Items listed in a dataset:
'''
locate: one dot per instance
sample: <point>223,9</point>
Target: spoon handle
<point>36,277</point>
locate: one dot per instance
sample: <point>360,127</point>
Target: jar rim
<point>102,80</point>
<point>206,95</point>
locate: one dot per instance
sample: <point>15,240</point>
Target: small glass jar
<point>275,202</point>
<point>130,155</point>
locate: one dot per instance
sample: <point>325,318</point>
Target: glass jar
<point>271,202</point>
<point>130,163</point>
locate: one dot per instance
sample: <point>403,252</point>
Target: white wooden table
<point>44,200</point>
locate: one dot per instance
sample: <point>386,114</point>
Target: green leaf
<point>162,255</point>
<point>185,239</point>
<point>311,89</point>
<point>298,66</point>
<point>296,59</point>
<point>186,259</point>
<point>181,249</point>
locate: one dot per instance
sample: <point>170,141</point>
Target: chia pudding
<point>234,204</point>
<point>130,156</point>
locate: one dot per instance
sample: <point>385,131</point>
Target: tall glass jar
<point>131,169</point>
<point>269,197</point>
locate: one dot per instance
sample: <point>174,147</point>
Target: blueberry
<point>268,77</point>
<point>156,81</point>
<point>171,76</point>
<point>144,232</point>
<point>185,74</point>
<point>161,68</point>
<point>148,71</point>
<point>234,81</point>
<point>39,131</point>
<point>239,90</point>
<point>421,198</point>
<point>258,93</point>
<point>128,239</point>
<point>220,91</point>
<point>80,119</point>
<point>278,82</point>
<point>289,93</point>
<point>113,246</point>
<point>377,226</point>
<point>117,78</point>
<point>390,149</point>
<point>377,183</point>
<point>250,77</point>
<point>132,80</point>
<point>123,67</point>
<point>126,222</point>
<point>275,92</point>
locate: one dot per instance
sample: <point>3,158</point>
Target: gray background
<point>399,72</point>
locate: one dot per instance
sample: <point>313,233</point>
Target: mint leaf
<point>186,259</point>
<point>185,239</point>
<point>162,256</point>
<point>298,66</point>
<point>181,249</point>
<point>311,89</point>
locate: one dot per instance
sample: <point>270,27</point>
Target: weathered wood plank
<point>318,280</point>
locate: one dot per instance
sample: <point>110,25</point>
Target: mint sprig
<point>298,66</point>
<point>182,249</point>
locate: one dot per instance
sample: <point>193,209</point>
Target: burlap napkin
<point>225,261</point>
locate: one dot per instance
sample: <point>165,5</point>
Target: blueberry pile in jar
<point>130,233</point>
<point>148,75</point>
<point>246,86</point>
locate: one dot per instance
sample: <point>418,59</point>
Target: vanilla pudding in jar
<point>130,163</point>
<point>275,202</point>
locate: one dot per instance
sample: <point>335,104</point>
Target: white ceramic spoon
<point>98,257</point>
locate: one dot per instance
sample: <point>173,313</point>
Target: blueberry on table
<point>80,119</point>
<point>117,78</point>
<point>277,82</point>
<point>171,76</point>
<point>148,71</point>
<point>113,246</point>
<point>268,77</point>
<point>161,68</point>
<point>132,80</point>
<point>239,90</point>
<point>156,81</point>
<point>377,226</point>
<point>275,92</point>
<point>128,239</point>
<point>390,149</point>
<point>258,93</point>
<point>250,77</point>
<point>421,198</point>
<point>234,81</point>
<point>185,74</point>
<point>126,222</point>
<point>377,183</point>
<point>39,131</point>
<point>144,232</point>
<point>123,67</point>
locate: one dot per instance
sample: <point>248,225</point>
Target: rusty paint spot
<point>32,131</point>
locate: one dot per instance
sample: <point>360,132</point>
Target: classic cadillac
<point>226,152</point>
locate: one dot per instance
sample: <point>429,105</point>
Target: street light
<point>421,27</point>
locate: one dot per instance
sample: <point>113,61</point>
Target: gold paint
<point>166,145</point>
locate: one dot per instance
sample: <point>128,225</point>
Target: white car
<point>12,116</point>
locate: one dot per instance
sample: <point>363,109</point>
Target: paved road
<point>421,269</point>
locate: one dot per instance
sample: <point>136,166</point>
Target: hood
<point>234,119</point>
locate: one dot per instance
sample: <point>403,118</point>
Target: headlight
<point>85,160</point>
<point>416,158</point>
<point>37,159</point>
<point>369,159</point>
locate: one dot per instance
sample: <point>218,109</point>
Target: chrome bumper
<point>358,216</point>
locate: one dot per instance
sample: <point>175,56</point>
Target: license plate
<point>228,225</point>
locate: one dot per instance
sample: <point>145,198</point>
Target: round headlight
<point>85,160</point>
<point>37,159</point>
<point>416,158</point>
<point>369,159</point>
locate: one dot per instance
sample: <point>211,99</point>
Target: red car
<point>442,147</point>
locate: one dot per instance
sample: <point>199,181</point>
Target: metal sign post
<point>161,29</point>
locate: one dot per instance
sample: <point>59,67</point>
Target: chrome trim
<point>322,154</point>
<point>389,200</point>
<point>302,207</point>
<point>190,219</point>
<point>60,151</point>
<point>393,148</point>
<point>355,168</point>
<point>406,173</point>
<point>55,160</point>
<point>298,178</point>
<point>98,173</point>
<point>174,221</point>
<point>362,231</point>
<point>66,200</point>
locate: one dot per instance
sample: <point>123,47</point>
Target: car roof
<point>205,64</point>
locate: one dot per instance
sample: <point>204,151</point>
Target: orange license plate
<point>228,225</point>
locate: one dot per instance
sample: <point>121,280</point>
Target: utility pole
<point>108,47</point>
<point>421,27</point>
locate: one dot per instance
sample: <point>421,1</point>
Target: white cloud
'''
Task objective:
Please reproduce all of the entries exactly as they stand.

Written solution:
locate: one dot per instance
sample: <point>223,9</point>
Target: spoon handle
<point>36,277</point>
locate: one dot per instance
sample: <point>360,127</point>
Target: jar rim
<point>102,80</point>
<point>206,95</point>
locate: one dot per instance
sample: <point>15,240</point>
Target: small glass jar
<point>275,202</point>
<point>130,155</point>
locate: one dot per instance
sample: <point>325,318</point>
Target: glass jar
<point>271,202</point>
<point>130,163</point>
locate: one dot per instance
sample: <point>403,252</point>
Target: white wooden table
<point>44,200</point>
locate: one dot per instance
sample: <point>386,114</point>
Target: green leaf
<point>162,255</point>
<point>185,239</point>
<point>311,89</point>
<point>298,66</point>
<point>296,59</point>
<point>186,259</point>
<point>181,249</point>
locate: one dot per instance
sample: <point>170,141</point>
Target: chia pudding
<point>234,204</point>
<point>130,156</point>
locate: one dot per instance
sample: <point>385,131</point>
Target: tall glass jar
<point>131,169</point>
<point>269,197</point>
locate: one dot per instance
sample: <point>174,147</point>
Target: blueberry
<point>268,77</point>
<point>156,81</point>
<point>171,76</point>
<point>144,232</point>
<point>185,74</point>
<point>161,68</point>
<point>148,71</point>
<point>234,81</point>
<point>39,131</point>
<point>239,90</point>
<point>421,198</point>
<point>258,93</point>
<point>128,239</point>
<point>220,91</point>
<point>80,119</point>
<point>278,82</point>
<point>289,93</point>
<point>113,246</point>
<point>377,226</point>
<point>117,78</point>
<point>390,149</point>
<point>377,183</point>
<point>250,77</point>
<point>132,80</point>
<point>123,67</point>
<point>126,222</point>
<point>275,92</point>
locate: one dot per instance
sample: <point>3,158</point>
Target: gray background
<point>399,72</point>
locate: one dot per instance
sample: <point>313,233</point>
Target: mint leaf
<point>186,259</point>
<point>185,239</point>
<point>162,256</point>
<point>298,66</point>
<point>181,249</point>
<point>311,89</point>
locate: one dot per instance
sample: <point>270,27</point>
Target: weathered wood plank
<point>318,280</point>
locate: one dot per instance
sample: <point>110,25</point>
Target: mint sprig
<point>298,66</point>
<point>182,249</point>
locate: one dot per instance
sample: <point>193,209</point>
Target: burlap napkin
<point>225,261</point>
locate: one dot per instance
sample: <point>165,5</point>
Target: blueberry pile in jar
<point>130,233</point>
<point>148,75</point>
<point>246,86</point>
locate: one dot per instance
sample: <point>418,59</point>
Target: vanilla pudding in jar
<point>130,163</point>
<point>275,202</point>
locate: one dot per instance
sample: <point>335,104</point>
Target: white ceramic spoon
<point>98,257</point>
locate: one dot per instance
sample: <point>173,313</point>
Target: blueberry on table
<point>80,119</point>
<point>117,78</point>
<point>277,82</point>
<point>171,76</point>
<point>148,71</point>
<point>113,246</point>
<point>268,77</point>
<point>161,68</point>
<point>132,80</point>
<point>239,90</point>
<point>156,81</point>
<point>377,226</point>
<point>275,92</point>
<point>128,239</point>
<point>390,149</point>
<point>258,93</point>
<point>250,77</point>
<point>421,198</point>
<point>234,81</point>
<point>185,74</point>
<point>126,222</point>
<point>377,183</point>
<point>39,131</point>
<point>144,232</point>
<point>123,67</point>
locate: one dot per instance
sample: <point>248,225</point>
Target: rusty paint spot
<point>32,131</point>
locate: one dot per instance
sample: <point>360,132</point>
Target: classic cadillac
<point>226,152</point>
locate: one dot per instance
sample: <point>429,105</point>
Target: street light
<point>421,27</point>
locate: one dot per instance
sample: <point>113,61</point>
Target: gold paint
<point>166,145</point>
locate: one dot per instance
sample: <point>128,225</point>
Target: white car
<point>12,116</point>
locate: one dot per instance
sample: <point>363,109</point>
Target: paved road
<point>421,269</point>
locate: one dot per instance
sample: <point>136,166</point>
Target: hood
<point>234,119</point>
locate: one dot per instance
sample: <point>403,118</point>
Target: headlight
<point>85,160</point>
<point>416,158</point>
<point>37,159</point>
<point>369,159</point>
locate: one dot per instance
sample: <point>218,109</point>
Target: chrome bumper
<point>358,216</point>
locate: one dot per instance
sample: <point>175,56</point>
Target: license plate
<point>228,225</point>
locate: one dot per instance
sample: <point>145,198</point>
Target: round headlight
<point>85,160</point>
<point>37,159</point>
<point>416,158</point>
<point>369,159</point>
locate: one dot per instance
sample: <point>211,99</point>
Target: red car
<point>442,147</point>
locate: one dot per instance
sample: <point>199,181</point>
Target: metal sign post
<point>161,29</point>
locate: one dot per instance
sample: <point>59,67</point>
Target: chrome trim
<point>322,154</point>
<point>389,200</point>
<point>302,207</point>
<point>190,219</point>
<point>60,151</point>
<point>393,148</point>
<point>355,168</point>
<point>406,173</point>
<point>55,160</point>
<point>298,178</point>
<point>98,173</point>
<point>174,221</point>
<point>362,231</point>
<point>66,200</point>
locate: one dot per instance
sample: <point>123,47</point>
Target: car roof
<point>205,64</point>
locate: one dot per instance
sample: <point>204,151</point>
Target: orange license plate
<point>228,225</point>
locate: one dot per instance
sample: <point>121,280</point>
Target: utility pole
<point>108,47</point>
<point>421,27</point>
locate: one dot per instance
sample: <point>421,1</point>
Target: white cloud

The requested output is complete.